**Task instructions**
Below are several entries. Transcribe exactly those lines that fall from the one with "Put a pin on every instance of the denim" through the one with "Target = worker in yellow safety vest", end lines included.
★ ★ ★ ★ ★
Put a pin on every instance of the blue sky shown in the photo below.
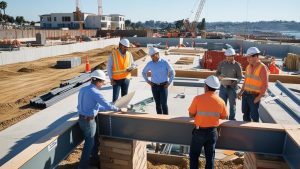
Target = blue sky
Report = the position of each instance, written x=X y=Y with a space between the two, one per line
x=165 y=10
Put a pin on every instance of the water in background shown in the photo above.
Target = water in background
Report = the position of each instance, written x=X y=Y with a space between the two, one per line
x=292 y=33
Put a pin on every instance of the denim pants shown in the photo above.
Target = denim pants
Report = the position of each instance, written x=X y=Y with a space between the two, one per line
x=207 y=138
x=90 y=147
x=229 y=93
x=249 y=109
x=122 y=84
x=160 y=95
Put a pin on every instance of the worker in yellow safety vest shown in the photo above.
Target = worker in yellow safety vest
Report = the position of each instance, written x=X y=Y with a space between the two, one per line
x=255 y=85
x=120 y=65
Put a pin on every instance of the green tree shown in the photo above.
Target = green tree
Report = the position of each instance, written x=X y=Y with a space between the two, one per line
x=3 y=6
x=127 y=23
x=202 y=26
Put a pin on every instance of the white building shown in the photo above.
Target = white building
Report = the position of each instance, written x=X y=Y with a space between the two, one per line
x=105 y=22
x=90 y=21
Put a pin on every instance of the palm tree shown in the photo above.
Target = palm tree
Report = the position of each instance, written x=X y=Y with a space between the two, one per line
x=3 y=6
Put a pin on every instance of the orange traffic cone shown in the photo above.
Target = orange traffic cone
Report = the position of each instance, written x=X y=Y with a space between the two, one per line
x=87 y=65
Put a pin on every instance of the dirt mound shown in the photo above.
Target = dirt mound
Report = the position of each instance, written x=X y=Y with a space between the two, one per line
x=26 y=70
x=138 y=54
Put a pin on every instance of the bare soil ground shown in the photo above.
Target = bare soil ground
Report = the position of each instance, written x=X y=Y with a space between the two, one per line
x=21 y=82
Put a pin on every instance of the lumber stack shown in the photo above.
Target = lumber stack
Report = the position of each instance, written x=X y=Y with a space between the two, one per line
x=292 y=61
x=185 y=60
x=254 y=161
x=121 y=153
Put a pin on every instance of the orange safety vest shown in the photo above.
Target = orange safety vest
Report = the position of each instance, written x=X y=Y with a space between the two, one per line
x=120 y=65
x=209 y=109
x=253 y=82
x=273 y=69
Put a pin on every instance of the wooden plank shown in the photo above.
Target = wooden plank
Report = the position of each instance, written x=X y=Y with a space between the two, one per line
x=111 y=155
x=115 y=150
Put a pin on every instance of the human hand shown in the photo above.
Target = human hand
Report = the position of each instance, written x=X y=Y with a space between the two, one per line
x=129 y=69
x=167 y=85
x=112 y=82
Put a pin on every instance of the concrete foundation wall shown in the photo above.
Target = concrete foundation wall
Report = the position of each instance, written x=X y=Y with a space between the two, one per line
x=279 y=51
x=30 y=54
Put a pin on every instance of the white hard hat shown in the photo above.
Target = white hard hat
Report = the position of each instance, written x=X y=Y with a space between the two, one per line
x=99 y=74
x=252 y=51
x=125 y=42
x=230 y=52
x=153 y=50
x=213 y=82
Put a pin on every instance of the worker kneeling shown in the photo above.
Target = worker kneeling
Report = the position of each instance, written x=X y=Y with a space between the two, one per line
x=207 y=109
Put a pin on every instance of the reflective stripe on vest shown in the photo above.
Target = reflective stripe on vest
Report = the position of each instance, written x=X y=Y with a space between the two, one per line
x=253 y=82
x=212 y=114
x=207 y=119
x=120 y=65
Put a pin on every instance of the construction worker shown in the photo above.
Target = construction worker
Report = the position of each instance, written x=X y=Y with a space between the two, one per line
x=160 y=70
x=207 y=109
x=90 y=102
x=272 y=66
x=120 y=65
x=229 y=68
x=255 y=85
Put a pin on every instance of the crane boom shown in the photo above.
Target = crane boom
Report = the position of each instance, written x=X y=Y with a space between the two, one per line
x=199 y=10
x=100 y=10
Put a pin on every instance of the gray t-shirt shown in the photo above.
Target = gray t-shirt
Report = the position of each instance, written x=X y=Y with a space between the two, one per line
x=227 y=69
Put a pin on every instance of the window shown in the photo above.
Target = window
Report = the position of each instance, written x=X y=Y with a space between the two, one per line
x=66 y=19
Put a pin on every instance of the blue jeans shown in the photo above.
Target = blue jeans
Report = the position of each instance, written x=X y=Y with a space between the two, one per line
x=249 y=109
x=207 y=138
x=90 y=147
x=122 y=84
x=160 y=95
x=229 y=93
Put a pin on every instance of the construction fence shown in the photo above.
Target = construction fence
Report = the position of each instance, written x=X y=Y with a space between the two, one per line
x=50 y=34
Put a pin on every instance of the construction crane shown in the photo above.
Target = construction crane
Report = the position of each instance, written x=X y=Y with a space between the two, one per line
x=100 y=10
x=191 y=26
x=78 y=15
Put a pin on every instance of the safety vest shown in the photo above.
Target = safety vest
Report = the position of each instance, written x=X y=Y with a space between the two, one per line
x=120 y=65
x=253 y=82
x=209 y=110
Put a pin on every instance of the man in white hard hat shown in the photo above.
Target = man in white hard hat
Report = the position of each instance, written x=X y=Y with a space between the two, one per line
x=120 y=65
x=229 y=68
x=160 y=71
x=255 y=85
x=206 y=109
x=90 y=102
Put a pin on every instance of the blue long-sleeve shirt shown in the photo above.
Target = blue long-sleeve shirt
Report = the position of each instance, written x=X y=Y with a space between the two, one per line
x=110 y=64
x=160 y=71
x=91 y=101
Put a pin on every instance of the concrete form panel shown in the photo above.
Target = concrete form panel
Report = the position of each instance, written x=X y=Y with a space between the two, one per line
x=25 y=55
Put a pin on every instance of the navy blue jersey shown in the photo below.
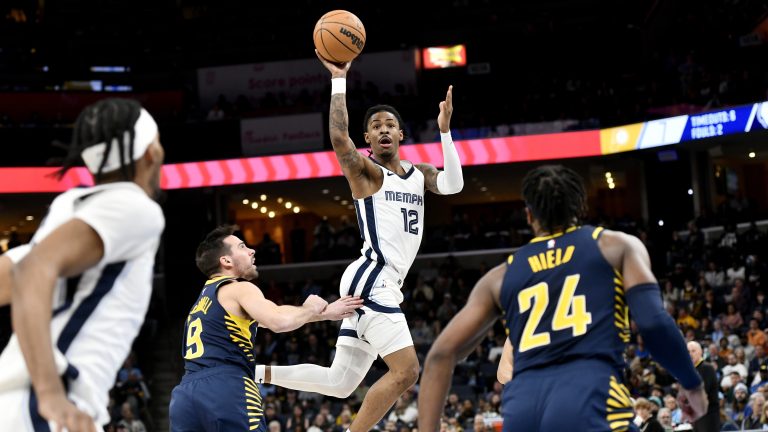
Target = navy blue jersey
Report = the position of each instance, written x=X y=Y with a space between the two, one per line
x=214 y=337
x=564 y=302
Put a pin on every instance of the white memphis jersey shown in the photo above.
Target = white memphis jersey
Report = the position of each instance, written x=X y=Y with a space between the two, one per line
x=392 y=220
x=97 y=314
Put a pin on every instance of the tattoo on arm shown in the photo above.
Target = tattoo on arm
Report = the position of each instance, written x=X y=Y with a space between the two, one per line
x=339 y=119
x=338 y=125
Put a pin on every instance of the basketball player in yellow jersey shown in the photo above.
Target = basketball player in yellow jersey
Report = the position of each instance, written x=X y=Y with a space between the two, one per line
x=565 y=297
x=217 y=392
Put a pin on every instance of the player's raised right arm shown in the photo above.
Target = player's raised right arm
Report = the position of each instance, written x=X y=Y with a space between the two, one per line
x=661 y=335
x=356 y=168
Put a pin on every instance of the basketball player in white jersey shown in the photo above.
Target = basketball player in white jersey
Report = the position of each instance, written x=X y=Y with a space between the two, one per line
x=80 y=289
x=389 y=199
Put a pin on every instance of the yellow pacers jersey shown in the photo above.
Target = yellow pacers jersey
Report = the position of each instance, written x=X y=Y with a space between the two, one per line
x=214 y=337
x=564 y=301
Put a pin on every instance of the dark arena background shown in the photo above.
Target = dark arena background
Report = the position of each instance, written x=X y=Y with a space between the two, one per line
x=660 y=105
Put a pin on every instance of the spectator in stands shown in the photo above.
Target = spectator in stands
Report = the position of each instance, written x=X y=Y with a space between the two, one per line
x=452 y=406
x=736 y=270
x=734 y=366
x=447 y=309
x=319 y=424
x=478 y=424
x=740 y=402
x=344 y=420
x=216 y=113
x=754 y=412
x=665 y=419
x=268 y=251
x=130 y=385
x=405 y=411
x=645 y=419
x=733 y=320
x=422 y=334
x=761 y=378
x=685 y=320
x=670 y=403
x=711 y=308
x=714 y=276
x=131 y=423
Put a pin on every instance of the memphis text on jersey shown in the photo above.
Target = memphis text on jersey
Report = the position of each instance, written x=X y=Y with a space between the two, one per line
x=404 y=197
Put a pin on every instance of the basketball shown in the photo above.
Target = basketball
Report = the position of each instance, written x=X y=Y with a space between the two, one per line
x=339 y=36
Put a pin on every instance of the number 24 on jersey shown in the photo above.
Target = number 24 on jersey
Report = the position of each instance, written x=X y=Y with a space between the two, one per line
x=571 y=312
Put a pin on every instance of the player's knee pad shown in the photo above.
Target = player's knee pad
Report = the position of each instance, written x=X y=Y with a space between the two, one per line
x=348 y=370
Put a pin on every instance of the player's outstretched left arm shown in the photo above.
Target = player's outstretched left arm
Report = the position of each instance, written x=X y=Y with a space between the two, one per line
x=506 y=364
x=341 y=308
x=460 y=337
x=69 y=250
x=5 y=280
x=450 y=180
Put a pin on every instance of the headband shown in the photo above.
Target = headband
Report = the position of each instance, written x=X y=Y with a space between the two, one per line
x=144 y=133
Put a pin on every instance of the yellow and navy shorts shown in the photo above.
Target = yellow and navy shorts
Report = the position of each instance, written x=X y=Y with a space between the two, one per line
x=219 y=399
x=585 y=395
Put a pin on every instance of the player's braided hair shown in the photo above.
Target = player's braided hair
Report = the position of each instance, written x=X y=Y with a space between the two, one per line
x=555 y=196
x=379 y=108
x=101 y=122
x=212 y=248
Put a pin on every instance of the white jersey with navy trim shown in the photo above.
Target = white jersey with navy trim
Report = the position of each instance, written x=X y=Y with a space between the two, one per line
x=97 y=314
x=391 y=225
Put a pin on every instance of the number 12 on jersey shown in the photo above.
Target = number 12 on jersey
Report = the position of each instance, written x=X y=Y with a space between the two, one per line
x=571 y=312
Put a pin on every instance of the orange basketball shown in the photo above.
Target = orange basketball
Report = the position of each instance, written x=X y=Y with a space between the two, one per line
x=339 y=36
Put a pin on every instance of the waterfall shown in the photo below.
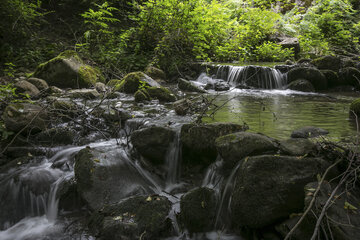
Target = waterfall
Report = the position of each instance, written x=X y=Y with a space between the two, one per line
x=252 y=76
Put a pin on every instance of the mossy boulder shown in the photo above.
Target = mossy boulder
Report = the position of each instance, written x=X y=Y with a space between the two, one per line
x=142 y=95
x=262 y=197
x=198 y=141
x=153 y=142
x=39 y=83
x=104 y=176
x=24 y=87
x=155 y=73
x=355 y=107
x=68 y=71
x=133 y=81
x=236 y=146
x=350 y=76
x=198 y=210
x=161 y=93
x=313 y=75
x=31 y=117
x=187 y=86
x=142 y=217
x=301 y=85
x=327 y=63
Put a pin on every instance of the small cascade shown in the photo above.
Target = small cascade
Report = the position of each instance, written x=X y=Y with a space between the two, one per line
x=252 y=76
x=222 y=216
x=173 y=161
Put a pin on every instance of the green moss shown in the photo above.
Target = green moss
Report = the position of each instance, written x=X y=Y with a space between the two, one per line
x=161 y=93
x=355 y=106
★ ★ ★ ★ ★
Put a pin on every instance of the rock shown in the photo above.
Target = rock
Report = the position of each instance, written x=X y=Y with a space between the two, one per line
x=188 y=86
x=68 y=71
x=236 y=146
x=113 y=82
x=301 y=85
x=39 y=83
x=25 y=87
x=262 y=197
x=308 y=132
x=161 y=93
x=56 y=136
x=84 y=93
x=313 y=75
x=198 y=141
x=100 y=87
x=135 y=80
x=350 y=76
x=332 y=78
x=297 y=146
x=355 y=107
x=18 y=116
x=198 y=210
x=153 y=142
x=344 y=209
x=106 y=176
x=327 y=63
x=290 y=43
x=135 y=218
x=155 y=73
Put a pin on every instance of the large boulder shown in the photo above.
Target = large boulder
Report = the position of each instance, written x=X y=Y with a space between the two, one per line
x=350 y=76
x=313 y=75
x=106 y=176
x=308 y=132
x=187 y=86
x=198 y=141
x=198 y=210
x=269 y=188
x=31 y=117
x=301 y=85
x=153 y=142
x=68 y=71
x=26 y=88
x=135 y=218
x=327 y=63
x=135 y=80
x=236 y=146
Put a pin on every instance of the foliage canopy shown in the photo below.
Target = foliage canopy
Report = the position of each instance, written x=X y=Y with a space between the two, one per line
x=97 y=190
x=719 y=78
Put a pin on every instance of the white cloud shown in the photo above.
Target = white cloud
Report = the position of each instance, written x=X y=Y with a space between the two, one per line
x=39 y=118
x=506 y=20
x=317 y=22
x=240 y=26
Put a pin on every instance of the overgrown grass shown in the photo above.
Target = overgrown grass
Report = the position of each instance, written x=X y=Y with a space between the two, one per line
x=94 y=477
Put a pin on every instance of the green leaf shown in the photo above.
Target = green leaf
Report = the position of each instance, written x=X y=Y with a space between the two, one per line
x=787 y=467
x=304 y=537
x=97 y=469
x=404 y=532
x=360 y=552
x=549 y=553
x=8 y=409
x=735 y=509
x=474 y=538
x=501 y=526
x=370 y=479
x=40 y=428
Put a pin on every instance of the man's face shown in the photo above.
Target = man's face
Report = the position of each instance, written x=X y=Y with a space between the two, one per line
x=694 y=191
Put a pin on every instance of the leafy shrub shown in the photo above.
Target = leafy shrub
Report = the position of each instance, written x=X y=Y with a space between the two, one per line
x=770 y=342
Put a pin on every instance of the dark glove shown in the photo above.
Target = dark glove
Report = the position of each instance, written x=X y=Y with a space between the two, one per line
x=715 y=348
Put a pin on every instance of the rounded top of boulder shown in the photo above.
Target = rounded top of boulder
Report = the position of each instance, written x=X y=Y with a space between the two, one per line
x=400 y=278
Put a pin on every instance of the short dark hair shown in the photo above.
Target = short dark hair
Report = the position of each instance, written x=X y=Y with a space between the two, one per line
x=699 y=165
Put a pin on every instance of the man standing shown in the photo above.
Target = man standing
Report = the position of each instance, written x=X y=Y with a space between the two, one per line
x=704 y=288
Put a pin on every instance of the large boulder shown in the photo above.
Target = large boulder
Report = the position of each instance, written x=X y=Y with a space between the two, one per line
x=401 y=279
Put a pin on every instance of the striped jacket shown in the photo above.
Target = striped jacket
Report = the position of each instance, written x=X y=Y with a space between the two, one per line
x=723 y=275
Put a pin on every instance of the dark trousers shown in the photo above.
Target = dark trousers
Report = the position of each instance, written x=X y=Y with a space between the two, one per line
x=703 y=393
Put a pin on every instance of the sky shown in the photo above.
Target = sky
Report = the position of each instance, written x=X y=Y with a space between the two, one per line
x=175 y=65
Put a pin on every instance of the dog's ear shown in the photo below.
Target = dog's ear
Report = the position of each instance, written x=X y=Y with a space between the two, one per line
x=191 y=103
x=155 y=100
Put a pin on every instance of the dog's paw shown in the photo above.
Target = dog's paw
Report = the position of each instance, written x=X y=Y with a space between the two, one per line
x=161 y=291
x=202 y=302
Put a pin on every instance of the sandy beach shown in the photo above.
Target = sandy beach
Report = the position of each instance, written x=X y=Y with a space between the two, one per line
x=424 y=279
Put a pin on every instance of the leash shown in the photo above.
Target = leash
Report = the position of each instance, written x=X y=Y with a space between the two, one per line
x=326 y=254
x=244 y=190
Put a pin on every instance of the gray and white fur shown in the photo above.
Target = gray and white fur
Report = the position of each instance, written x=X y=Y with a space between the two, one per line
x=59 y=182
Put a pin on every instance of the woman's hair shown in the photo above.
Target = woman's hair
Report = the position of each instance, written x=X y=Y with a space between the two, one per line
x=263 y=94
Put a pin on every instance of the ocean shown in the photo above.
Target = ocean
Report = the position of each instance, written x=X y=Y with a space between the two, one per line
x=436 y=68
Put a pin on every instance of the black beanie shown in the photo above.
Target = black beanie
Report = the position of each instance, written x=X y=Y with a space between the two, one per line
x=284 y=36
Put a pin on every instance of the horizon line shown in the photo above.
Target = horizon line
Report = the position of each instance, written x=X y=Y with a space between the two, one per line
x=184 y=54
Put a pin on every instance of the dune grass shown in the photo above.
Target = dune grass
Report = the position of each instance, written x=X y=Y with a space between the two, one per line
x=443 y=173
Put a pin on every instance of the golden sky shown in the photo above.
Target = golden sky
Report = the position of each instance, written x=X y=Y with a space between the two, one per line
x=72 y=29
★ ★ ★ ★ ★
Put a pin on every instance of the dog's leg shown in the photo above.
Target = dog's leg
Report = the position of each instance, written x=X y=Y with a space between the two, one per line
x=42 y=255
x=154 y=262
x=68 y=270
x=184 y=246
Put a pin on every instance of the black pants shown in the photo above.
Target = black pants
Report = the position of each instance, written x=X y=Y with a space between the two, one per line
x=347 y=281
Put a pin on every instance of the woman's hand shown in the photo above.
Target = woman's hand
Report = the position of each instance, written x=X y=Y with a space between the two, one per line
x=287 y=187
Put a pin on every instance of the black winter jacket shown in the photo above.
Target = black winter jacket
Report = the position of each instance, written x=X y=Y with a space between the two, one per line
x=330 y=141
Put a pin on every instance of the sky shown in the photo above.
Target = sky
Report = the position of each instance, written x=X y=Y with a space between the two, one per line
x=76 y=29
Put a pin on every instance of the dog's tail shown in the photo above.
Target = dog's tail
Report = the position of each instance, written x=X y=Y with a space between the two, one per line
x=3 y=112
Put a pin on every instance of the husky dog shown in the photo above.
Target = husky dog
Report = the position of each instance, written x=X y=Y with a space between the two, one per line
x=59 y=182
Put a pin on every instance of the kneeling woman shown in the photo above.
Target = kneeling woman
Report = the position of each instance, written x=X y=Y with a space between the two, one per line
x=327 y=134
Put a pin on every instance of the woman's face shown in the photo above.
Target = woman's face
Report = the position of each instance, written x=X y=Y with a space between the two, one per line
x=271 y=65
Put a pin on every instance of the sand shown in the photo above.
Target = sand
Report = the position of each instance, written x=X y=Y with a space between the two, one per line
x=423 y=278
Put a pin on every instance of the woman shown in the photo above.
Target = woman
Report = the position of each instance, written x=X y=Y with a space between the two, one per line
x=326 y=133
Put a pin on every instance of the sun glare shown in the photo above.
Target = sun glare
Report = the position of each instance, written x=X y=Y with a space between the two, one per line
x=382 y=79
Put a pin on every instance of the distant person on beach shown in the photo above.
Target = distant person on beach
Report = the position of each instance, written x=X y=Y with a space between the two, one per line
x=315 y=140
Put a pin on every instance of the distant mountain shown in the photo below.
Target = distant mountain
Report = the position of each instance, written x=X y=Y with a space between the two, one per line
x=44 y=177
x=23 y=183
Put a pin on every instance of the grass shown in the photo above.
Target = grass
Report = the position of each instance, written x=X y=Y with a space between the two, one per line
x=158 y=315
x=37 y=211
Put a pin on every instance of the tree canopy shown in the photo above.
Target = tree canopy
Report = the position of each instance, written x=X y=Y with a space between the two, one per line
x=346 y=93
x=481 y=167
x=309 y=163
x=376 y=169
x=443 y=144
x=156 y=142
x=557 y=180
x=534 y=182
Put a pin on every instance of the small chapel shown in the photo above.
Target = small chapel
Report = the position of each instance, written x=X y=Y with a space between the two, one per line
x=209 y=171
★ ★ ★ ★ ★
**Your solution**
Put a pin on every instance of the denim pants shown in the photo above.
Target = denim pants
Report = the position of each instance, written x=X y=Y with a space between the two, one per line
x=207 y=138
x=90 y=147
x=229 y=93
x=249 y=109
x=122 y=84
x=160 y=95
Put a pin on every instance of the worker in yellow safety vest shown in the photo above.
Target = worker in yellow safety vest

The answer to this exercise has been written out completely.